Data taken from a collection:
********************

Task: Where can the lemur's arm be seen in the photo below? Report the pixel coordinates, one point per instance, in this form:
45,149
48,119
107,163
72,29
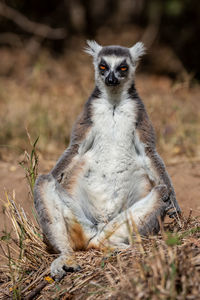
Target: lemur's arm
146,134
78,142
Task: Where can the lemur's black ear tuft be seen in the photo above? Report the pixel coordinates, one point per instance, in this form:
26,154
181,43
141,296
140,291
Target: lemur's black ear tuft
93,48
137,51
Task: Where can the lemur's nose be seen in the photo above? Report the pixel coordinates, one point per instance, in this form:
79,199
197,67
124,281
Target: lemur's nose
111,79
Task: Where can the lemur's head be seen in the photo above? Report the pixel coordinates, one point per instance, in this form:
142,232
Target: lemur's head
114,65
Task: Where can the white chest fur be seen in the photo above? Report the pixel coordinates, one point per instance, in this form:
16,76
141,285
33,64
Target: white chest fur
114,174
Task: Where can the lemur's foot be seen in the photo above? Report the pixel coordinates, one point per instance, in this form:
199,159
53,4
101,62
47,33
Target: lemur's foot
63,264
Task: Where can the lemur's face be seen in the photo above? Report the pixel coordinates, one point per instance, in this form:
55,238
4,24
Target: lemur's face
113,70
114,65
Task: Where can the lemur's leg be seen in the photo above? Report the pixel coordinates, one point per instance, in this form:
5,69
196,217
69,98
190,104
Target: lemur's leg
145,214
59,221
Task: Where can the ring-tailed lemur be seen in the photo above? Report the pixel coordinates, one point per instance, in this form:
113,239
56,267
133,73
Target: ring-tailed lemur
111,173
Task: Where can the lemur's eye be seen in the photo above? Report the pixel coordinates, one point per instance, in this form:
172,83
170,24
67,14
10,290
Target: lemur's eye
124,68
102,67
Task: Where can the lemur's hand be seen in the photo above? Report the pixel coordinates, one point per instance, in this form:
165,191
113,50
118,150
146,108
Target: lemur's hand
62,265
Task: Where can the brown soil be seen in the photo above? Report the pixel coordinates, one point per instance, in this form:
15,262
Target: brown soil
185,176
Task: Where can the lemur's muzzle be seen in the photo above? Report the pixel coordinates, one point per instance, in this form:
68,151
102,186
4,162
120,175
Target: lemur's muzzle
111,79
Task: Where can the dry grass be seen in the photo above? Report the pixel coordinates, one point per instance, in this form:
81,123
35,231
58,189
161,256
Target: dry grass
166,266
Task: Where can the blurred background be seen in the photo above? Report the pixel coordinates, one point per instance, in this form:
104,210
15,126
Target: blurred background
45,79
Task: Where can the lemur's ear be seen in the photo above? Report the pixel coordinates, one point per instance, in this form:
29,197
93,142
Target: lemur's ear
137,51
93,48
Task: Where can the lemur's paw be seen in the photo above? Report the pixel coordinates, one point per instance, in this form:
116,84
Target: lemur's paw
63,264
163,192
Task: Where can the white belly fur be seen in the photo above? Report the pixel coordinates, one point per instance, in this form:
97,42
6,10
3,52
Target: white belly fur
114,172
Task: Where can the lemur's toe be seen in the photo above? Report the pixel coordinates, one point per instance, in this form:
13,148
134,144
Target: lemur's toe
163,192
61,265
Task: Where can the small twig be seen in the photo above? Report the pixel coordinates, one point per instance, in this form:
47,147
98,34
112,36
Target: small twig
35,281
36,291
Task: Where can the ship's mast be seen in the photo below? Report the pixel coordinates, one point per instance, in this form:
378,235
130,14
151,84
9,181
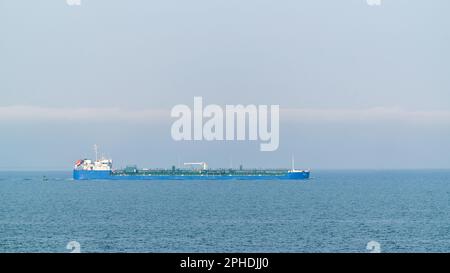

********************

TO DO: Rewrite everything from the line containing "Task: Where can the lemur's ear" down to the end of the records, with the requests unchanged and each answer coordinate multiplied by 2.2 and rounded to a whole number, halves rounded up. Leave the pictures out.

COMPLETED TASK:
Task: Where can the lemur's ear be seen in the photo above? Report the pixel coordinates, one point per instance, in this form:
29,197
93,142
Target: lemur's ear
301,112
205,106
Task: Where can the lemur's paw be seen in the photo above? Report the pixel coordinates, one point per instance, in this form:
116,84
Target: lemur's paw
139,581
359,422
Task: Where can the white belly fur be seen in the photo above? Report the pixel coordinates, one point per instance, in this form:
97,42
6,10
3,52
Target: white belly fur
251,378
Task: Where can the lemur's toe be seen in the photo above? Report the pixel coordinates, one point per instance, in this form:
13,148
134,144
Target: lemur's toe
359,422
134,583
Task: Where can the small twig be seen in the photo above? Report the pixel coordinates, one point per instance, in this form:
47,147
98,34
112,36
Target: small twig
77,618
79,640
Task: Where can the ship's mast be seen in the photo below? Report the pixel coordinates, one point per instance, in this form:
378,235
130,14
151,84
9,181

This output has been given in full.